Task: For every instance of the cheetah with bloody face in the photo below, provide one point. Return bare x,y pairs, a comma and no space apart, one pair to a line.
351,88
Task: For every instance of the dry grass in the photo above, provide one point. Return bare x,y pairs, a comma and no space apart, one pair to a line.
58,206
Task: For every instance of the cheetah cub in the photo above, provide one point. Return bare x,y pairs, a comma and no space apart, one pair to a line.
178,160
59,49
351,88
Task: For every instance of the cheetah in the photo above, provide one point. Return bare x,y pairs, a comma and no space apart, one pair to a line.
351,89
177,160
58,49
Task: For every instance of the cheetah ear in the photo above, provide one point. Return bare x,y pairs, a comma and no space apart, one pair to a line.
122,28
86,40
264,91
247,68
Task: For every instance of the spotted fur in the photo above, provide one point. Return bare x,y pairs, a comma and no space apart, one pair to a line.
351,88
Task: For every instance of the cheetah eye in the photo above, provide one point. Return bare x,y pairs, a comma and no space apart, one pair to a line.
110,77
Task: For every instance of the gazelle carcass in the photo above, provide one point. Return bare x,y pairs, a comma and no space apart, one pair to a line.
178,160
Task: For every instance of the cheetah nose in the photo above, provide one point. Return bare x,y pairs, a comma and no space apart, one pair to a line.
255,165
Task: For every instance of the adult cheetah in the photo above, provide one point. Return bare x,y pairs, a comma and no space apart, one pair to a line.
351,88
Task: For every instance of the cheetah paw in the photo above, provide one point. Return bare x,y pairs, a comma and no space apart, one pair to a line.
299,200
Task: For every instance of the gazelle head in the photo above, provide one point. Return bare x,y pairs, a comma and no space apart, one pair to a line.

◆ Objective ◆
Copy the lines above word for word, starting at the line that contains "Task: For every instance of the cheetah paw" and running through the last line, with both ends included.

◆ Complete output ◆
Task: For every instance of the cheetah paw in the photo above, provide one point. Return bare x,y pairs, a comma and no space apart, one pair to a line.
299,200
Task: For every instance of the gazelle head in the photo above, provide one point. Return bare x,y pairs, a comma and no space apart, one pair to a line.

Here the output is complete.